------ Supplied material

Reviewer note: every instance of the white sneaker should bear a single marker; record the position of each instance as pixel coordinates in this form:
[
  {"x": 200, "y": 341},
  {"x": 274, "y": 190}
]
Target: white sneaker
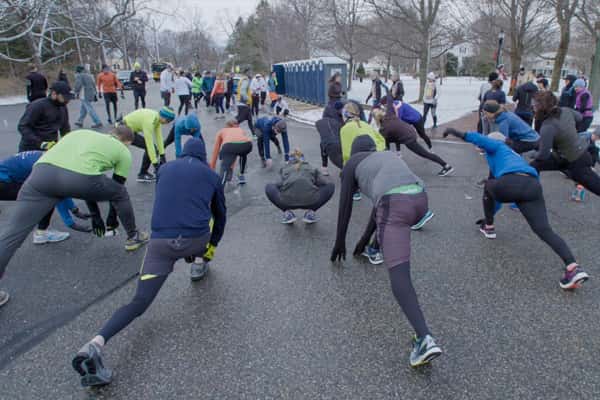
[{"x": 49, "y": 236}]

------------

__What the task asks__
Render every line of the records above as a Markdown table with the columns Row and Line, numbering the rows and skipping blank lines. Omit the pictures from the table.

__Right answer__
| Row | Line |
|---|---|
| 1 | Reviewer note: every instance of the white sneaker should bear a single marker; record the position of each instance as pixel coordinates in this form: |
| 2 | [ |
| 3 |   {"x": 200, "y": 341}, |
| 4 |   {"x": 274, "y": 190} |
| 5 | ] |
| 6 | Target: white sneaker |
| 7 | [{"x": 49, "y": 236}] |